◆ **Page excerpt**
= Beginning of Section =

Skip to navigation.

Businesses are not infrequently subjected to competing and often unclear legal rules.  Take, for example, the independent contractor versus employee classification morass.  Sophisticated Fortune 500 companies find themselves just as frustrated as small businesses in trying to comply with the law.  It is not always easy to determine when a worker may be engaged as an independent contractor or when he or she must be hired as an employee; the law frequently does not provide any concrete answers.  Moreover, different states have different rules, and those rules may differ from the viewpoint of the Internal Revenue Service (IRS) and U.S. Department of Labor (DOL). Even if both the business and worker want to establish an independent contractor relationship, the law may not allow it.

The U.S. Department of Labor is actively on the look-out for employers who misclassify workers as independent contractors rather than employees.  In concert with the IRS, the Department of Labor has partnered with about half the states in an effort to identify instances of worker misclassification.  DOL is engaging in “strategic enforcement” by focusing on particular industries in which it believes that violations may be the greatest.

The fact that different states have different rules is particularly troublesome for businesses that have workers in different states.  In the Washington D.C. Metropolitan Area, the problem can become particularly knotty since a business’s worker might provide services to clients located in Virginia, Maryland, and the District of Columbia all on the same day. One state might consider the worker an employee while the other might treat the worker as an independent contractor.

In Virginia, an independent contractor is a person who is employed to do a piece of work without restriction as to the means to be employed and who employs his own labor and undertakes to do the work according to his own ideas, or in accordance with plans furnished by the person for whom the work is done.  The key is that the independent contractor is held accountable only for results.  While easy to state and understand, the difficulty is in applying this rule to individual circumstances since many workers do not fit neatly into this criteria; not infrequently, workers exhibit characteristics of both employees and independent contractors.

To make matters worse, DOL takes a fairly expansive view of what makes a worker an employee as opposed to an independent contractor.  Summarized, its focus is on whether the worker is really in business for him or herself (and therefore an independent contractor) or is economically dependent on the employer (and therefore an employee).

The consequence of getting it wrong, and treating a worker as an independent contractor when, in fact, the worker is an employee, can be devastating.  It can lead to a business becoming liable for unpaid taxes, unpaid overtime, and various other penalties.  Furthermore, as the law develops, what might have been permissibly characterized as an independent contractor relationship years ago, might now be found to be more like an employment relationship.  Periodically auditing how your company classifies its workers is essential to minimizing unexpected liabilities in a changing legal and regulatory environment.

= End of Section =

◆ **Study questions**
1. Copy out the worker classification article from "Skip to navigation." up to and including "not allow it.".
2. According to the worker classification article, what is an independent contractor in Virginia held accountable for?
3. Rewrite the paragraph of the worker classification article that begins "The U.S. Department of Labor is actively" as a short bulleted list.

Collected data
= Beginning of Section =

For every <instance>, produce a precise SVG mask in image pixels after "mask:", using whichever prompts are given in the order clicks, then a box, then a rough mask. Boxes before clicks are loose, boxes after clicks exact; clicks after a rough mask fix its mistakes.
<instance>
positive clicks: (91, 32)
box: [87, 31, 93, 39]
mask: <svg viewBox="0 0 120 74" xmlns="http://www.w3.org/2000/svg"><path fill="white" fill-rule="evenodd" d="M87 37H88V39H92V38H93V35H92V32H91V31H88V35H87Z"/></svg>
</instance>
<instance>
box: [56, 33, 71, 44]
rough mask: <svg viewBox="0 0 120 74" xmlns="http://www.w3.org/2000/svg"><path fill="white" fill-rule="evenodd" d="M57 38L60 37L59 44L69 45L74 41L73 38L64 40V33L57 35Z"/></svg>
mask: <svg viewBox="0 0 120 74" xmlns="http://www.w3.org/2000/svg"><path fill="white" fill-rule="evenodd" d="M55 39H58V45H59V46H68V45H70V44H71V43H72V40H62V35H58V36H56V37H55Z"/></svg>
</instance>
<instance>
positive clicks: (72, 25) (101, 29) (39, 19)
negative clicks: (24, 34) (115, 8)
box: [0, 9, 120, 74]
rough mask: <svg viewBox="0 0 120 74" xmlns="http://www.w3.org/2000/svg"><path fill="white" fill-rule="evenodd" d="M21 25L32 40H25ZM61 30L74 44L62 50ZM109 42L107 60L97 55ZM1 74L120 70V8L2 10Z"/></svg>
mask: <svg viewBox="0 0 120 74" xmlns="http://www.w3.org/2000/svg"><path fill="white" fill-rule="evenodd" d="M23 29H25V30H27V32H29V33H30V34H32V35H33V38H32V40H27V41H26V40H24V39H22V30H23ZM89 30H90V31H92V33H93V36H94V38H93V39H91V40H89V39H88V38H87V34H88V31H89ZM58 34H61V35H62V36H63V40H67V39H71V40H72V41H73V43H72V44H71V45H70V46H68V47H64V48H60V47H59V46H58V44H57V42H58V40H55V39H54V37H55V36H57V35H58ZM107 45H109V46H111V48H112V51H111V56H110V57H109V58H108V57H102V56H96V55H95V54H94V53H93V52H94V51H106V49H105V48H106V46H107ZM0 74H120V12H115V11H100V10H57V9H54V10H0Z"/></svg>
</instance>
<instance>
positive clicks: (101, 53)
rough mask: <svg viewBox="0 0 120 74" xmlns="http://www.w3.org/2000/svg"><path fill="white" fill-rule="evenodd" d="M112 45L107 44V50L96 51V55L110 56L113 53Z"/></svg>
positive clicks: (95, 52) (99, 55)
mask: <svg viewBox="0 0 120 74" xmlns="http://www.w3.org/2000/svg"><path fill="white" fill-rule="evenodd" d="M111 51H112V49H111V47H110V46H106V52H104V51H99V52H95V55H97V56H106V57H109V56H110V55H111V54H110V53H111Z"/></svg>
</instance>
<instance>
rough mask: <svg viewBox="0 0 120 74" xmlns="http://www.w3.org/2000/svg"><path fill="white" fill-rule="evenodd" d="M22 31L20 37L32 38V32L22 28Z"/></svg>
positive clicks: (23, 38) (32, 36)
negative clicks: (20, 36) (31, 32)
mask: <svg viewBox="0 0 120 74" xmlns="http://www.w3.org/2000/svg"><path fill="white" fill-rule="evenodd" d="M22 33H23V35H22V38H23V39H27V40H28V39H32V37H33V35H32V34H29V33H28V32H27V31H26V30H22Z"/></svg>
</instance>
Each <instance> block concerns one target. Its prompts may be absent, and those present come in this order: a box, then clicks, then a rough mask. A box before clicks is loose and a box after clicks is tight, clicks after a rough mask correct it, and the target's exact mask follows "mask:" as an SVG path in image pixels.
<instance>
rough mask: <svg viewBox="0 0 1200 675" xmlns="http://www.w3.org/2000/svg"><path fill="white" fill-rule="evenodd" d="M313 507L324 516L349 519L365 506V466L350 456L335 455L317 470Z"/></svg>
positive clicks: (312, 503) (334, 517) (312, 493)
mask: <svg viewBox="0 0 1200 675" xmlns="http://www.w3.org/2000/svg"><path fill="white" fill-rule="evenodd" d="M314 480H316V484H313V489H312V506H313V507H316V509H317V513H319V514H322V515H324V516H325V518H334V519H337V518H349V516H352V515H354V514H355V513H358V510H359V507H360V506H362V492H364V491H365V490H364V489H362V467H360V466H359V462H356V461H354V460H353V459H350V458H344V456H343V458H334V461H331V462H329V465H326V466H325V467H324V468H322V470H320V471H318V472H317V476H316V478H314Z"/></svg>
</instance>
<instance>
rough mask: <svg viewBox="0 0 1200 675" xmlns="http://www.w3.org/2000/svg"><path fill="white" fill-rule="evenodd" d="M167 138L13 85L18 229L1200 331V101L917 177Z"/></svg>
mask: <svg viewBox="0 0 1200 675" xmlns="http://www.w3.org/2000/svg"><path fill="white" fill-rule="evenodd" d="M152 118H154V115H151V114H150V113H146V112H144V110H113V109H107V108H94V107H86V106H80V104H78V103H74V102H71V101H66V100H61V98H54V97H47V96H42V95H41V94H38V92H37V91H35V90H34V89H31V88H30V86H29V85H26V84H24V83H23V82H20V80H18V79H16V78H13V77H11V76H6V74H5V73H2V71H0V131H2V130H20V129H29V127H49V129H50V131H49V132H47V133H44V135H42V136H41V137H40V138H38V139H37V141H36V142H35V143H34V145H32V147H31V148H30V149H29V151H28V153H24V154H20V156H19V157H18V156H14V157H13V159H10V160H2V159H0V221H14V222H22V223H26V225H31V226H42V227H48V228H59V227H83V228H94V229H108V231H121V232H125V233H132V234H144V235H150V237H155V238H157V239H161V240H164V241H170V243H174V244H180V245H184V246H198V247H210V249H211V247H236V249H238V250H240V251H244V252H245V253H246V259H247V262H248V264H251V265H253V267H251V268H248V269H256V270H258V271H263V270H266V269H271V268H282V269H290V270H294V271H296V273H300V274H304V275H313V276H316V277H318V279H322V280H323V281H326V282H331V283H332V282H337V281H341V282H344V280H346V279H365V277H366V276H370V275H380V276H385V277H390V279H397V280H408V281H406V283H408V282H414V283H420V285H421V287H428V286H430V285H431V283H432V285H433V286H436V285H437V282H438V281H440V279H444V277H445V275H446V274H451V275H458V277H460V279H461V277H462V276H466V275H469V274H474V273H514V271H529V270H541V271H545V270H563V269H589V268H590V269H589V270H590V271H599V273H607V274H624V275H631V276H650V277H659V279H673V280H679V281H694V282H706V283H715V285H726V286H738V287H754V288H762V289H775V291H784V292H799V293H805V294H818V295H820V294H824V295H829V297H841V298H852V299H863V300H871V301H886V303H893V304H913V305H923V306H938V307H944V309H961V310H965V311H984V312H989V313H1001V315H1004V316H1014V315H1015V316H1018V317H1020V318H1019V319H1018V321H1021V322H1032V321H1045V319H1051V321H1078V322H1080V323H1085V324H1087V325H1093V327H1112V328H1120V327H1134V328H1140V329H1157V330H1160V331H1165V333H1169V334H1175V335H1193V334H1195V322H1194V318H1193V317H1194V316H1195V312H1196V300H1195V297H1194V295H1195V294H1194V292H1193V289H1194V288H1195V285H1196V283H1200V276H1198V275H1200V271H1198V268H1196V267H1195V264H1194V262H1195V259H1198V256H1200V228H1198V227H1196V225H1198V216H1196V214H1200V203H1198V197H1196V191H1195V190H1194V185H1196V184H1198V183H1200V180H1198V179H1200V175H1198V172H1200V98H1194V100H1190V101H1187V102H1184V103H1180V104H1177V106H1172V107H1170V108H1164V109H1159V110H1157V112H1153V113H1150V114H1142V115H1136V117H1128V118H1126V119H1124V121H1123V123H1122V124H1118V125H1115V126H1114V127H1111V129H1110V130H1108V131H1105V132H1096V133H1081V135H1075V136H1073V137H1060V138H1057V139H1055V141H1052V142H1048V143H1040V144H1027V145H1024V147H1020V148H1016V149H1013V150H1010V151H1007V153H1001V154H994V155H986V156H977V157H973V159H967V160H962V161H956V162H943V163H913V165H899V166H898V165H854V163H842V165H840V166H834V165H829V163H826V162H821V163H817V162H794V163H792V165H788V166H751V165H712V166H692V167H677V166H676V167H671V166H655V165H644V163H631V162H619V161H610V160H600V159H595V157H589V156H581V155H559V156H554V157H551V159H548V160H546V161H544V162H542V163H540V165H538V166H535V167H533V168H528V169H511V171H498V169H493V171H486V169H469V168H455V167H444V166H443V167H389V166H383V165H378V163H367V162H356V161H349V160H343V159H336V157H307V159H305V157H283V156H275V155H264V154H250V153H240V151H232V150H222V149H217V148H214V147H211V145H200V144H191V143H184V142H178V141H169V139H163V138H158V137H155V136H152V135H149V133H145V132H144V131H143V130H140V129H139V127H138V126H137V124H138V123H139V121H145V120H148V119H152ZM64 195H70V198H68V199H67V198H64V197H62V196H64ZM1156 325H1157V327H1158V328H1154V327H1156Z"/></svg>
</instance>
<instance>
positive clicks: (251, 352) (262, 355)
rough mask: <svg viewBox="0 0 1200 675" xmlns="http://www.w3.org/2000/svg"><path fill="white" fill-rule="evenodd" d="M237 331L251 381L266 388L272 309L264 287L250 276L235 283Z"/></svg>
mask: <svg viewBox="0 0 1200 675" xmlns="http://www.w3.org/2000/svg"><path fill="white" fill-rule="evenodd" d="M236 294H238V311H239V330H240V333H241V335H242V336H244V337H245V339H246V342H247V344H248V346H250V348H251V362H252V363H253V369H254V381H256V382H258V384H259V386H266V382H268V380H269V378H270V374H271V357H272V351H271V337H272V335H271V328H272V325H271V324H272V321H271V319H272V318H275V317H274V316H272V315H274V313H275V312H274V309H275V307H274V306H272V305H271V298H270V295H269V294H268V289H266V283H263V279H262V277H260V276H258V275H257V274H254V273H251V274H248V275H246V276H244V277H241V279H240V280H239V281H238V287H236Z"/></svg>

= End of Section =

◆ **Answers by task**
1.
Skip to navigation.

Businesses are not infrequently subjected to competing and often unclear legal rules.  Take, for example, the independent contractor versus employee classification morass.  Sophisticated Fortune 500 companies find themselves just as frustrated as small businesses in trying to comply with the law.  It is not always easy to determine when a worker may be engaged as an independent contractor or when he or she must be hired as an employee; the law frequently does not provide any concrete answers.  Moreover, different states have different rules, and those rules may differ from the viewpoint of the Internal Revenue Service (IRS) and U.S. Department of Labor (DOL). Even if both the business and worker want to establish an independent contractor relationship, the law may not allow it.

2. Only for results.

3.
- The U.S. Department of Labor is looking for employers who classify employees as independent contractors.
- Together with the IRS, it has partnered with about half the states to identify misclassification.
- It practices "strategic enforcement" by focusing on industries where it believes violations may be greatest.